--- Start of Available data ---

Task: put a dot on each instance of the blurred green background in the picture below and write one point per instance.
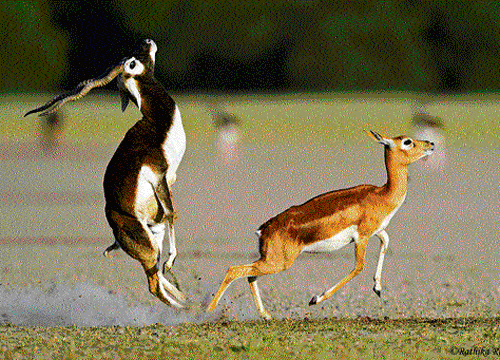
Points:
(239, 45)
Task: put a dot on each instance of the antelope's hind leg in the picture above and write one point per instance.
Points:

--- End of Available data ---

* Exercise objective *
Rewrite the listing above, swapping "put a dot on" for "mark" wherever it occurs and changing nothing else. Leave the picture out of your answer.

* Solution to this problem *
Task: mark each instance of the blurred green background in the picture below and write one point per instance.
Points:
(239, 45)
Task: mark each instance of the antelope's hind leg in the picture above and write one point per instance.
Points:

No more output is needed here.